» TO DO:
A. According to the Alzheimer's white paper, how often is a new person diagnosed with the disease?
B. List every Alzheimer's agent that the Alzheimer's white paper says has ever been approved.
C. Reproduce the Alzheimer's white paper word for word, starting at "More than 100" and continuing down to "of disease progression.".

On the Brink of Change
How Academic Data and Machine Learning Can Revolutionize Alzheimer's Drug Development
White Paper
Nov 20, 2018


Alzheimer’s disease is both a devastating degenerative brain disorder and the most common type of dementia. About 5.7 million Americans live with Alzheimer’s today and a new person is diagnosed with the disease every 65 seconds (1, 2). Elderly Americans are more afraid of developing Alzheimer’s or dementia (35%) than cancer (34%) and for good reason. The prognosis is not good, but the future is hopeful when human science meets data science. When scientific expertise and advances in data analytics and innovative technologies—like predictive analytics and machine learning—come together, we can ask better questions and extract more meaningful insights about Alzheimer’s disease, while proactively creating a more accurate and predictable picture of the patient pipeline, identifying patients earlier in the diagnosis, optimizing study planning and speeding time to market.

In this white paper, you will:

  • Hear about current industry challenges in Alzheimer’s drug development and glean insights as to why we must explore new clinical approaches
  • Understand the importance of machine learning and predictive analytics for identifying non-diagnosed prodromal Alzheimer’s disease patients—and why we must tap into this unexplored general population to bring about real advancement
  • Learn why innovative approaches to Alzheimer’s drug development are not only necessary, but how they will positively impact the future of Alzheimer’s disease for patients and the medical community alike

Challenges and Considerations of Clinical Development in Alzheimer’s Disease

More than 100 Alzheimer’s agents have failed clinical trials since 1998, and early Alzheimer’s trials have a high screen failure rate of about 75%. Only five agents have ever been approved: tacrine (later withdrawn for safety), donepezil, rivastigmine, galantamine, and memantine. Unfortunately, they are only able to provide a moderate symptomatic relief with no impact of disease progression.

Dozens of unsuccessful trials have provided some lessons, which are important to understand since at least 112 potential agents to treat Alzheimer’s and its symptoms are currently in clinical trials.

» RECORD SET:
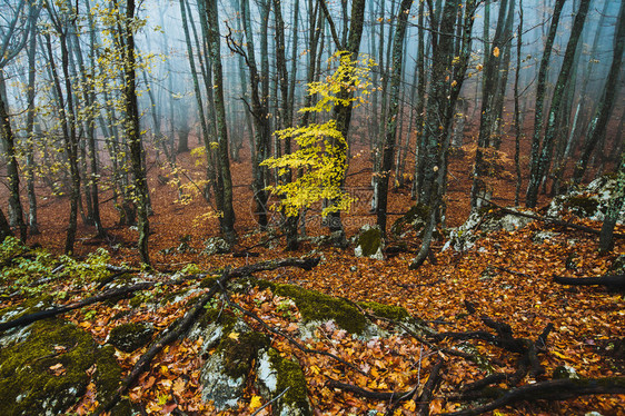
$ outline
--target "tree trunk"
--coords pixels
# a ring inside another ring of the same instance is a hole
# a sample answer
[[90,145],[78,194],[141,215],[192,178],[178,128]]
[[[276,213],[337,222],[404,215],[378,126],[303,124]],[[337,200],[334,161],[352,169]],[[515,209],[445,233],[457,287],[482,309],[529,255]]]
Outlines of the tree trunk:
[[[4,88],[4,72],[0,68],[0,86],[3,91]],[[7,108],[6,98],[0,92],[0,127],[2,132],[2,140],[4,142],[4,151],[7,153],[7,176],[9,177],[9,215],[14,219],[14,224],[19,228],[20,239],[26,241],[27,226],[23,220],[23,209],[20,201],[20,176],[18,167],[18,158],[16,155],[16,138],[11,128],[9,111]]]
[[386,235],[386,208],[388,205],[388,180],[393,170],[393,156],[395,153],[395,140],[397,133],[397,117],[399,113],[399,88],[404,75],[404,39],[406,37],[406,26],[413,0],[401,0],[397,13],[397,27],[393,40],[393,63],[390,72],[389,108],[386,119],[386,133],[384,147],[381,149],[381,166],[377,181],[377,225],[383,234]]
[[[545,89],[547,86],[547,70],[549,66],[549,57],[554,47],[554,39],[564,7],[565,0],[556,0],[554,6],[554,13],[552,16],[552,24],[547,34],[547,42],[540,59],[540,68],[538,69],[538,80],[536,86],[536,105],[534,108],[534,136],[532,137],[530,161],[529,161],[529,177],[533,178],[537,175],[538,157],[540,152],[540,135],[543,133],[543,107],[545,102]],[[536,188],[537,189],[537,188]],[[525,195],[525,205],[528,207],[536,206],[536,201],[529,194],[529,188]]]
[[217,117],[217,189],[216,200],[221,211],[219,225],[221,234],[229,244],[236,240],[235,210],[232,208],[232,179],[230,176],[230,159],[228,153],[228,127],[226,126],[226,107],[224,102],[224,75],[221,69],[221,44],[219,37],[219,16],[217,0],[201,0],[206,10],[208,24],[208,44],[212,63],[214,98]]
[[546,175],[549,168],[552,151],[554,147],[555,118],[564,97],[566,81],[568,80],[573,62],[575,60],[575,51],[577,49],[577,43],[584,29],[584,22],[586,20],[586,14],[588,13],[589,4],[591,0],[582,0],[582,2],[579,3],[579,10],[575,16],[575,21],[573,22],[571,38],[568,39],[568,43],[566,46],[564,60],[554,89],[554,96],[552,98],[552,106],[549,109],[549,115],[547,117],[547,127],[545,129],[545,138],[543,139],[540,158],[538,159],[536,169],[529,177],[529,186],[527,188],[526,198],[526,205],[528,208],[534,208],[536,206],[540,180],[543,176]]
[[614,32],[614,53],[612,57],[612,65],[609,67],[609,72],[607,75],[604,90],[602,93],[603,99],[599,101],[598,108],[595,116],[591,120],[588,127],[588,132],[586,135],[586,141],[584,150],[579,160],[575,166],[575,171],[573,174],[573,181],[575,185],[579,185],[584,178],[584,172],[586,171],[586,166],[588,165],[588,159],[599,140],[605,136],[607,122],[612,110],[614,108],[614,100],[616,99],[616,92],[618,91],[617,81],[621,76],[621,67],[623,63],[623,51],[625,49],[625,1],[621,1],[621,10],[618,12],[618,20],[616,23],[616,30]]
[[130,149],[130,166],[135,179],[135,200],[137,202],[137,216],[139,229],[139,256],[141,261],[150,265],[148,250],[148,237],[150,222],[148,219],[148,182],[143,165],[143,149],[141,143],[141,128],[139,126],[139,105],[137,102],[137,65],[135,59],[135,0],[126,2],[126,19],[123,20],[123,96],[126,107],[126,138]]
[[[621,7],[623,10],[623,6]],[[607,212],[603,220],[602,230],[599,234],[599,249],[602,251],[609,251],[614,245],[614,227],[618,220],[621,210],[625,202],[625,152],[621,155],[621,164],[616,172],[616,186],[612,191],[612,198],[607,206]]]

==

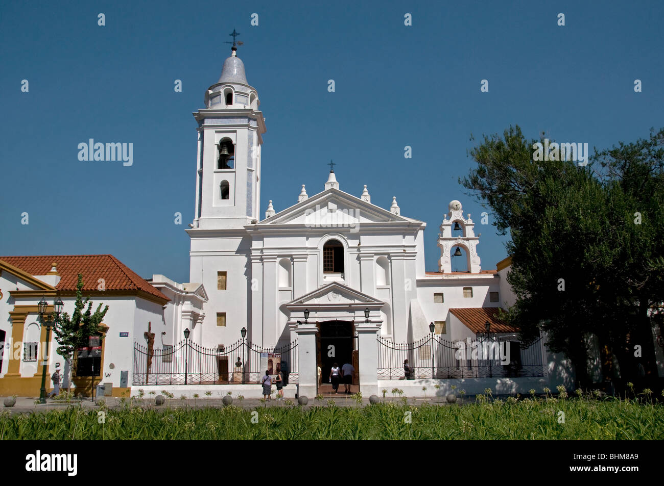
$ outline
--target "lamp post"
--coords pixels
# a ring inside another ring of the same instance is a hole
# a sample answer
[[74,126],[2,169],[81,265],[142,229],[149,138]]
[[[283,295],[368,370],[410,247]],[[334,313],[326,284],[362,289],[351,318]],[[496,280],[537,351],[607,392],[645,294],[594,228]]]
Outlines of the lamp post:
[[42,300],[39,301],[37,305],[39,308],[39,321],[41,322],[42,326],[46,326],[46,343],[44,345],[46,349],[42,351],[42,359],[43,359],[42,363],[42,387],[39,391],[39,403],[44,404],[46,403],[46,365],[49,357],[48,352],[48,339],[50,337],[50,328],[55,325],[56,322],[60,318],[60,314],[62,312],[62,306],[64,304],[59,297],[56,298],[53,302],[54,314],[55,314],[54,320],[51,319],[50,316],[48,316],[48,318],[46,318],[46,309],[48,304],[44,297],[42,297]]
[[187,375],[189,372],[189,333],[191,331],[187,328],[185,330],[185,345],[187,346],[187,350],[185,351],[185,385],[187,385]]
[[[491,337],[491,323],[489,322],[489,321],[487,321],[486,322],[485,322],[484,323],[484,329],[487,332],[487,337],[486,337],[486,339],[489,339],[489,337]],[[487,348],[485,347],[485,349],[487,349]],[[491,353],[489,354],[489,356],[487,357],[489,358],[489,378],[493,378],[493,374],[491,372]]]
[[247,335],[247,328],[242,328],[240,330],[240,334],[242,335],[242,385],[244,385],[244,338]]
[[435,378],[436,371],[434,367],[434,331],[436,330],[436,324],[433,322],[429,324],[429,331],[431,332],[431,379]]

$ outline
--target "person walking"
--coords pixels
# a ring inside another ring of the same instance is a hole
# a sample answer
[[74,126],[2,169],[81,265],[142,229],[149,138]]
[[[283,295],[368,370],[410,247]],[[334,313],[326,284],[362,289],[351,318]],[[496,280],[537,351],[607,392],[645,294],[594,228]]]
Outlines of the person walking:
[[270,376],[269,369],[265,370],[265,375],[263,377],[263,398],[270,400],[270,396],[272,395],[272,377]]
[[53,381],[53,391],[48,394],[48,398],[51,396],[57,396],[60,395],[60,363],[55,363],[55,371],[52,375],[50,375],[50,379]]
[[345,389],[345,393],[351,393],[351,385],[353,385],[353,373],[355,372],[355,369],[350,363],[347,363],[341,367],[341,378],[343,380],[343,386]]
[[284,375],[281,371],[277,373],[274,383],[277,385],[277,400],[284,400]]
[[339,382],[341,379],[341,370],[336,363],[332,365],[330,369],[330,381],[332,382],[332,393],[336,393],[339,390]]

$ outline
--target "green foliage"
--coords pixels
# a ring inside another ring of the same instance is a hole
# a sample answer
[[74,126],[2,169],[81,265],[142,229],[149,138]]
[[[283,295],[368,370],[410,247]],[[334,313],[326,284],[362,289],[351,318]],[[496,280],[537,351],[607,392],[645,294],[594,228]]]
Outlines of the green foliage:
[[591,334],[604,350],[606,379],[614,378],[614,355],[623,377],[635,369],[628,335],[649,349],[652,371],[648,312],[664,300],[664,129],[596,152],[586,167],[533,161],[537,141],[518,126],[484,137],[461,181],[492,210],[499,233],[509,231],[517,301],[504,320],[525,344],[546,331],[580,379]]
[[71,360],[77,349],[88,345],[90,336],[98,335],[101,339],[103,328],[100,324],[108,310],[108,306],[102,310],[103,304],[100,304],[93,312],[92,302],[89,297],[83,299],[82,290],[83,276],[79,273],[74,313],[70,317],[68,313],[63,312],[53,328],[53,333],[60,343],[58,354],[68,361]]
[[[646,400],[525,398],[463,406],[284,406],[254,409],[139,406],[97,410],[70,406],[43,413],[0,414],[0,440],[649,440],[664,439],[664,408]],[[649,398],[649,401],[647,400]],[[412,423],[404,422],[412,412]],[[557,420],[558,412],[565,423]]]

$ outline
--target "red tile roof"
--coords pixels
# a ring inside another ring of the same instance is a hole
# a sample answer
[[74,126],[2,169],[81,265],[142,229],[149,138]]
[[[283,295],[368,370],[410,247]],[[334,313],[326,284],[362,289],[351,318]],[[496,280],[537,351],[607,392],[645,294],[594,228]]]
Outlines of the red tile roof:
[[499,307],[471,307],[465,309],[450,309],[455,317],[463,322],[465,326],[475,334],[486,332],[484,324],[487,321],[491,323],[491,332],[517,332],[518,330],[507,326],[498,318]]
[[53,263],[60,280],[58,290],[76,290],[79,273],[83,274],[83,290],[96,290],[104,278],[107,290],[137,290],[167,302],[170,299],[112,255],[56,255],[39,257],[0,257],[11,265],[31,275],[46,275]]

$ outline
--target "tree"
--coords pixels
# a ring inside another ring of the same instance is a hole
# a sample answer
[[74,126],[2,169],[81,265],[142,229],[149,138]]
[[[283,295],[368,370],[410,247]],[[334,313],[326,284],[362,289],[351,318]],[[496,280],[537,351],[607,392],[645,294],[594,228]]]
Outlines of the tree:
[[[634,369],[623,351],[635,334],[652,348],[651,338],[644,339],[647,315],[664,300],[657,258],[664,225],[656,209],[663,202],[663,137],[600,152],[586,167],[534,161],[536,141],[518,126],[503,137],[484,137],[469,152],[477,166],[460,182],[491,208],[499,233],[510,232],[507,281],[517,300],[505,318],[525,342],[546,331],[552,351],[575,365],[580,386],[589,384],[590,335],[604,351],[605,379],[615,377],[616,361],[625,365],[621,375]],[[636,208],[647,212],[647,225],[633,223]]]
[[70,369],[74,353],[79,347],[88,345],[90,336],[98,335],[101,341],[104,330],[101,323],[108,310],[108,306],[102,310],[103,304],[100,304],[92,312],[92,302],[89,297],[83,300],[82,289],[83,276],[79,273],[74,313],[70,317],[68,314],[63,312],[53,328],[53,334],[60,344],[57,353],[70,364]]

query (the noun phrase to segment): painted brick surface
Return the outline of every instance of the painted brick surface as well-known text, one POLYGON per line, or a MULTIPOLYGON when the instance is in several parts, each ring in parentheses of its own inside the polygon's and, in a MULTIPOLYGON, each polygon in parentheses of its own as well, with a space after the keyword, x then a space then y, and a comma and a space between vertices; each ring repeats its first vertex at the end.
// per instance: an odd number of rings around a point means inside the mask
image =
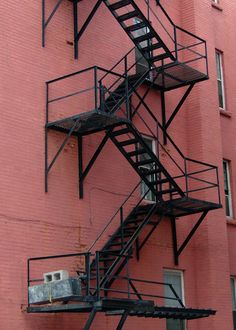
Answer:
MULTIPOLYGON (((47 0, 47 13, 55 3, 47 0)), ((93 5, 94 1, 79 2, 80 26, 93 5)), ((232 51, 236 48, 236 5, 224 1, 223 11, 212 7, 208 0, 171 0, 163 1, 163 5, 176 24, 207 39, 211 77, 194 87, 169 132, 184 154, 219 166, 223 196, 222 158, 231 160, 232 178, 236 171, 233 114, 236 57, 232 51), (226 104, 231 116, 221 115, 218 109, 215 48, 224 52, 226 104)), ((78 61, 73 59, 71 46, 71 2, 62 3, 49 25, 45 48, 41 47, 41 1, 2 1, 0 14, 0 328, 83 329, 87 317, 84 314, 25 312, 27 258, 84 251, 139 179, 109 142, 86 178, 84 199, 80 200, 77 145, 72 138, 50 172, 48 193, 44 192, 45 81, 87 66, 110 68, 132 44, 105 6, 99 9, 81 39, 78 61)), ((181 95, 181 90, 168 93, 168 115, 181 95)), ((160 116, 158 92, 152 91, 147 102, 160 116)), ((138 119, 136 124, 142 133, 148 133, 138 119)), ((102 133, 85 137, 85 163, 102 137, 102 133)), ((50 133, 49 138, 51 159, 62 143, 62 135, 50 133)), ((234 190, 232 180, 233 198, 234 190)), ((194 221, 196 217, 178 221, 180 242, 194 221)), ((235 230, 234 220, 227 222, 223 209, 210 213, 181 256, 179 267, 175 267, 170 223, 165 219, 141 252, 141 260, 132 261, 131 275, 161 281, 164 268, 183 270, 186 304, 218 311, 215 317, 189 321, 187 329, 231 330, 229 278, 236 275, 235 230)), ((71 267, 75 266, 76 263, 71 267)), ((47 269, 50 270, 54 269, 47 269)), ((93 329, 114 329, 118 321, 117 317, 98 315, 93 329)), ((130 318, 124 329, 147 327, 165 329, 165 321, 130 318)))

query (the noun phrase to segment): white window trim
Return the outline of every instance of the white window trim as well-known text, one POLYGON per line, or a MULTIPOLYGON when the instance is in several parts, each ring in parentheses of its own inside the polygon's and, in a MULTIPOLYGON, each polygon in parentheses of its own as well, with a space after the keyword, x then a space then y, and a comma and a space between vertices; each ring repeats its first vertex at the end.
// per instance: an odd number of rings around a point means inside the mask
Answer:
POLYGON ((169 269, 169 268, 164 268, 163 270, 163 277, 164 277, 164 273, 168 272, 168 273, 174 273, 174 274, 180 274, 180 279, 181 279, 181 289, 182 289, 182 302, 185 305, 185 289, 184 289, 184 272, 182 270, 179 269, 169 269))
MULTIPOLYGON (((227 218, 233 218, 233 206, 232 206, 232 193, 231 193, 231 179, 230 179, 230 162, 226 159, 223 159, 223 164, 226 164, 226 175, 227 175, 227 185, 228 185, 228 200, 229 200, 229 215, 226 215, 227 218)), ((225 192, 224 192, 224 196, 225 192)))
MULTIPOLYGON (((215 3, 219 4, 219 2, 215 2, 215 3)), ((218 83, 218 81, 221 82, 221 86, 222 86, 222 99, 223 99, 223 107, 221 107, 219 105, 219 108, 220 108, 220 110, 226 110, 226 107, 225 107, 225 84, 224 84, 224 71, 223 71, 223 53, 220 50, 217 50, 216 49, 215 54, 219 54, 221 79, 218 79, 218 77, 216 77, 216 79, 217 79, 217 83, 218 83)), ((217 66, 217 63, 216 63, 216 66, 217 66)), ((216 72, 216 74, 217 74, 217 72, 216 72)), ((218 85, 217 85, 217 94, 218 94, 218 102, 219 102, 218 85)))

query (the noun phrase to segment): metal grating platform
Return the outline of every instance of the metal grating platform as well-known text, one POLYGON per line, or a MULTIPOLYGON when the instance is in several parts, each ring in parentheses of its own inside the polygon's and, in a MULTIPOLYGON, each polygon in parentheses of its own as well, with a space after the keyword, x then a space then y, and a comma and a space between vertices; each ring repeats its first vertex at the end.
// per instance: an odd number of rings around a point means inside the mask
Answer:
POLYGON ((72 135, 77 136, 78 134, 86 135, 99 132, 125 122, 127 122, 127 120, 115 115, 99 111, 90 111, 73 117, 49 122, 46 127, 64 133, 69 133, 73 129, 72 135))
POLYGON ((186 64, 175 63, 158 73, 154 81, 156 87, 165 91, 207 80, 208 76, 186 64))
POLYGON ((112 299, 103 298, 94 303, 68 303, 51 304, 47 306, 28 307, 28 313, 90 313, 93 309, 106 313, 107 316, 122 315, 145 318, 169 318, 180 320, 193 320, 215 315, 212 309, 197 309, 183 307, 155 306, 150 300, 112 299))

» WRITTEN RESPONSES:
A. Every 65 seconds.

B. Tacrine, donepezil, rivastigmine, galantamine, and memantine.

C.
More than 100 Alzheimer’s agents have failed clinical trials since 1998, and early Alzheimer’s trials have a high screen failure rate of about 75%. Only five agents have ever been approved: tacrine (later withdrawn for safety), donepezil, rivastigmine, galantamine, and memantine. Unfortunately, they are only able to provide a moderate symptomatic relief with no impact of disease progression.